PROVIDED TEXT:

^^^^^^^^^^^^^^^^

Authors, Books, Family, Strong Women, Travel, Writing

Travel by Reading

C. Harris Quote

This summer, my household budget was as tight as our governments. That did not stop me from visiting cities abroad, smell exotic foods, or immerse myself (albeit briefly) into the language and culture of other regions. I made my summer trips via books, plunging myself in the sounds, senses, and languages of other cultures and regions.

As usual, I prefer to read about women protagonists’ who face obstacles and become or are strong women. I purchased all of these books, except for “The 228 Legacy,” which I read on NetGalley.*

The exotic, chaotic, and vibrant characters in “The Woman Who Fell From the Sky: An American Journalist in Yemen” by Jennifer Steil was tantalizing. The 354 page novel is from Random House/Broadway. This is the kind of memoir I love to read.

woman who fell from the sky

The author was 37 years old when she left  New York as a successful journalist and accepted a three week assignment teaching wanna be reporters for a small Yemen newspaper in Sana’e.

^^^^^^^^^^^^^^^^

EXCERPTED RECORDS:
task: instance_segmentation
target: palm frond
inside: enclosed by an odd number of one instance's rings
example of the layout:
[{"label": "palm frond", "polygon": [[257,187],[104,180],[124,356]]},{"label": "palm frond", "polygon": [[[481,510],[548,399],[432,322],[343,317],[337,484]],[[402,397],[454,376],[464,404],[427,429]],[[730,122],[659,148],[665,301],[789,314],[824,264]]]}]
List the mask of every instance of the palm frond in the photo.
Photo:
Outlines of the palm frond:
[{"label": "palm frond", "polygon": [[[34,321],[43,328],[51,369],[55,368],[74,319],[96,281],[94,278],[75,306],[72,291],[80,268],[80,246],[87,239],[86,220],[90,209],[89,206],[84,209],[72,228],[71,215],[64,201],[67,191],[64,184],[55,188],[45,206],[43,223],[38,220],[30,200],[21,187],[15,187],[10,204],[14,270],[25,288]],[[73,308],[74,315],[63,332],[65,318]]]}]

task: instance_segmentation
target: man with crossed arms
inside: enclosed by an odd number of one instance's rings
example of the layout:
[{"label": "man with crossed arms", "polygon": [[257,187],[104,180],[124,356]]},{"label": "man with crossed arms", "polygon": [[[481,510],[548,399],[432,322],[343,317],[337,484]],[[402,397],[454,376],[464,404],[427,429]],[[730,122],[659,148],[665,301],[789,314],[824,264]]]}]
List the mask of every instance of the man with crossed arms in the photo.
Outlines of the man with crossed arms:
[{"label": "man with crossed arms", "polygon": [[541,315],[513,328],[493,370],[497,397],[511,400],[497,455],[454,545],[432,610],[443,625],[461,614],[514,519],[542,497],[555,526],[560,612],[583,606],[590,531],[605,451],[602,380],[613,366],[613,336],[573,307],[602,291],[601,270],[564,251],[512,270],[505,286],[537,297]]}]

^^^^^^^^^^^^^^^^

WHAT IS REQUIRED: From the post about traveling by reading, put this sentence into Spanish: "I made my summer trips via books, plunging myself in the sounds, senses, and languages of other cultures and regions."

RESPONSE FOR THIS EXERCISE: Hice mis viajes de verano a través de los libros, sumergiéndome en los sonidos, los sentidos y las lenguas de otras culturas y regiones.